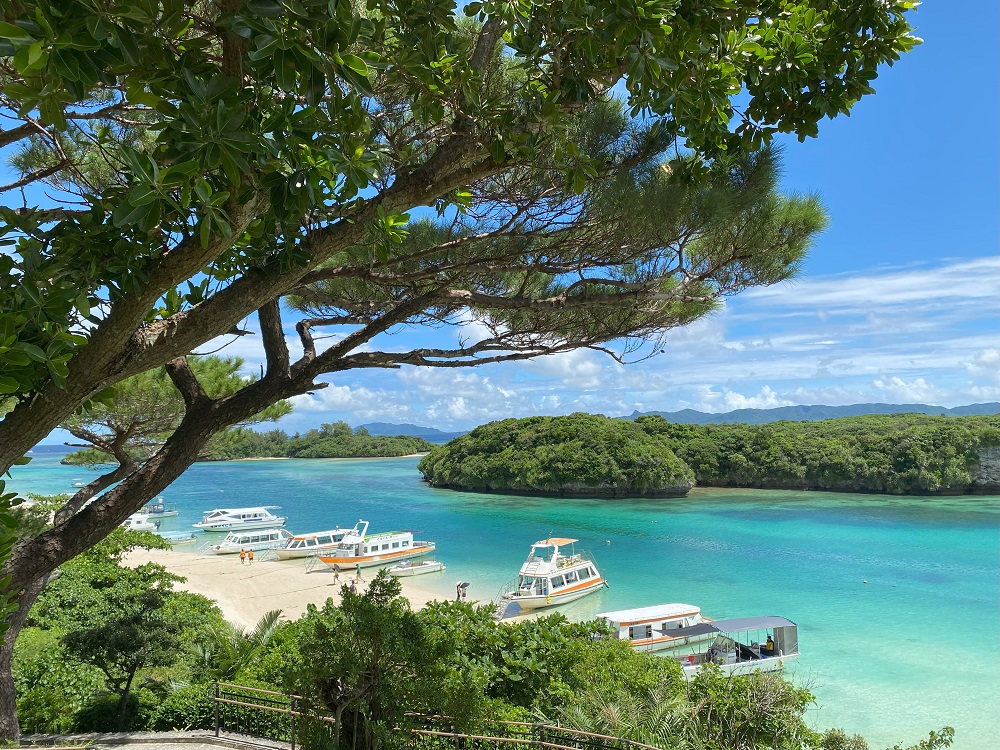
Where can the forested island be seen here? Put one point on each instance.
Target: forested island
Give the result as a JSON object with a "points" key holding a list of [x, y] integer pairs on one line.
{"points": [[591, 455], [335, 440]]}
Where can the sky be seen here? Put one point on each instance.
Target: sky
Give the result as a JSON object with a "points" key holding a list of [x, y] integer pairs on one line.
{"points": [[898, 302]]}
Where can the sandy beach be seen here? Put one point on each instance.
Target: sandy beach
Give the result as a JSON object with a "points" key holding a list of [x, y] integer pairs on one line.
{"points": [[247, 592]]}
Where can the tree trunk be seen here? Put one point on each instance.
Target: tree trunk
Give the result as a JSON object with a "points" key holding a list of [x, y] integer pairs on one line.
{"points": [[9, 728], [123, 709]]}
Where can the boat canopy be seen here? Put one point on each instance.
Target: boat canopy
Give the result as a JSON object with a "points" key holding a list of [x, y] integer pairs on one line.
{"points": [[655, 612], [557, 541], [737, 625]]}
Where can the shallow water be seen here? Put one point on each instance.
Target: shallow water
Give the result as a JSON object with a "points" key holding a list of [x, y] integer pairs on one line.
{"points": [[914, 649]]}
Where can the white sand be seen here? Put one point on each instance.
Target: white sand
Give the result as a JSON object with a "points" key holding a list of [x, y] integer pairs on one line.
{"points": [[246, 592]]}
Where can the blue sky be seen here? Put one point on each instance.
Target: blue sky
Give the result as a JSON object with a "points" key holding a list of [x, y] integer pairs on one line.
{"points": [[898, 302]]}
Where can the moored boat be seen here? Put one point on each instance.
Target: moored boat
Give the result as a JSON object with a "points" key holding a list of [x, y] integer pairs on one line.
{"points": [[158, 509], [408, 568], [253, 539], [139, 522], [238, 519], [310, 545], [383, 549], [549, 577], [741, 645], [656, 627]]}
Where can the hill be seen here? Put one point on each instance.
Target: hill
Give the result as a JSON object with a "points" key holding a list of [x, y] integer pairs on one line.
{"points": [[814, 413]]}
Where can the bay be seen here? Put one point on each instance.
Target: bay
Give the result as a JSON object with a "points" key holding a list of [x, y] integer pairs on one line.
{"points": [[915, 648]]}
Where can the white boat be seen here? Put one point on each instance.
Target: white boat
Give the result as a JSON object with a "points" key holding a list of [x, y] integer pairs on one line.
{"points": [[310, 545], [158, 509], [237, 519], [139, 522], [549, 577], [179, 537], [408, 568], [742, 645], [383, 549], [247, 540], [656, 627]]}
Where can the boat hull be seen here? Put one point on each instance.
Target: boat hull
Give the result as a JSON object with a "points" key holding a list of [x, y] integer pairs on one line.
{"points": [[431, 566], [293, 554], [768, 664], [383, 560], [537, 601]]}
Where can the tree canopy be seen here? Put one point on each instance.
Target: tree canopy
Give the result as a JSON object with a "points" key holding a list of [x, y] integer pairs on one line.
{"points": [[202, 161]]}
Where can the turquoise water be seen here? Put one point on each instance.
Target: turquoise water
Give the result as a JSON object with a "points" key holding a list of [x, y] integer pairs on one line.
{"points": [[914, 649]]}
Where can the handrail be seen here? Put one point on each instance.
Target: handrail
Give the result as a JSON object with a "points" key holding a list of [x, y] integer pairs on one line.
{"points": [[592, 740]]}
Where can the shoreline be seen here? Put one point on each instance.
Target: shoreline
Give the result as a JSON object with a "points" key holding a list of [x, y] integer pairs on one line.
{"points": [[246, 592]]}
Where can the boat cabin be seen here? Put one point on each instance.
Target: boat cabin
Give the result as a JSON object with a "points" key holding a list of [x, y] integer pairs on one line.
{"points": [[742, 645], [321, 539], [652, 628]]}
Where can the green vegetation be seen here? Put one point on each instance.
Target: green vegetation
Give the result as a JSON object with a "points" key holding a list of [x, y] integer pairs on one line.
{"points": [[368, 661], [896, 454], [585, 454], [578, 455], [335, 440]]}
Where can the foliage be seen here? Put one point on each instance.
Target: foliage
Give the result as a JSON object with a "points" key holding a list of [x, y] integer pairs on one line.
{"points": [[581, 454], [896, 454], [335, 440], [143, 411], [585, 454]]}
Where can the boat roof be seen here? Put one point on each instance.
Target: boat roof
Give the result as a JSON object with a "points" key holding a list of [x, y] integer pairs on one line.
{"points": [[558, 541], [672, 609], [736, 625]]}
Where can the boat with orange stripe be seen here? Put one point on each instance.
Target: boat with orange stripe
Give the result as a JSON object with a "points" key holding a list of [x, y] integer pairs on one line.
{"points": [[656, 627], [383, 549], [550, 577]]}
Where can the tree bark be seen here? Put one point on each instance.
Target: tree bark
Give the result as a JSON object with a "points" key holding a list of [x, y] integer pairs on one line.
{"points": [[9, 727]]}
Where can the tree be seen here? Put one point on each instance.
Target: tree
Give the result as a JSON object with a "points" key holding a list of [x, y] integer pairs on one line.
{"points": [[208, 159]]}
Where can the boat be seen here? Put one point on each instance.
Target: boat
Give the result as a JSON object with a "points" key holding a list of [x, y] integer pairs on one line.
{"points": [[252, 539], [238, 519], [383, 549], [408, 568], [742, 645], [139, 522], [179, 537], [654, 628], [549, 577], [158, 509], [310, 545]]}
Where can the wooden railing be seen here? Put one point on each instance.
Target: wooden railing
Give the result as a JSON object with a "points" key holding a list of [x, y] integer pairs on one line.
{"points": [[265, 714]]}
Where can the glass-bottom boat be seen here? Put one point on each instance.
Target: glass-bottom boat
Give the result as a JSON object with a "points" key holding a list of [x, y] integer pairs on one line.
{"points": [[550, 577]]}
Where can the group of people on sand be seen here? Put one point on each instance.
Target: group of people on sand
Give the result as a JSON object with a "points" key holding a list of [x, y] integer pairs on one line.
---+---
# Your goal
The lines to reproduce run from the one that contains "Where can the boat roof" through the last line above; copy them exactly.

# Task output
Where can the boat roof be seen here? Put one point on each instance.
Target: boat roof
Give the result as a JSON object with a "points" key holding a list of [x, y] integer pairs on one line.
{"points": [[558, 541], [672, 609], [736, 625]]}
Where can the boat with orange stripe be seen here? Put one point on each instance.
Target: boat with orange stripe
Give the result as a JSON object with a "points" key holding a list of [x, y] integer pairs on one line.
{"points": [[656, 627], [383, 549], [550, 577]]}
Where can the tree bark be seen here? Put one point on each instance.
Target: tree bark
Give the result as a JSON object with a "points" key holding a list of [x, y] integer pairs on one line.
{"points": [[9, 727]]}
Where can the tree be seen here? Put one point on each instance.
Target: tree
Give the result as a JSON object with a "points" key holding a list of [x, y] integer pairs on one line.
{"points": [[208, 159]]}
Where can the boat be seen here? Put one point on each instance.
Target: boat
Give the result as a JSON object with a "points" key holding a list of [x, y] integer pairs on one line.
{"points": [[252, 539], [238, 519], [383, 549], [408, 568], [742, 645], [139, 522], [179, 537], [654, 628], [549, 577], [158, 509], [310, 545]]}
Where can the wooden railing be seen here? Put one point on each instance.
Target: wooden railing
Give the result as a JSON object with a "points" key holding a list of [x, y] integer pairs on one line.
{"points": [[265, 714]]}
Where can the glass-bottom boat be seen here? Put one point on each instance.
Target: glass-bottom boat
Give the result as a JSON object with a "points" key holding a list of [x, y] integer pairs on one line.
{"points": [[550, 577]]}
Where can the group of people on sand be seen here? Put one point on each instance.
Target: group of people on sand
Give the result as a JSON object with a "points" key holding a list of [x, y] integer pairs on one line.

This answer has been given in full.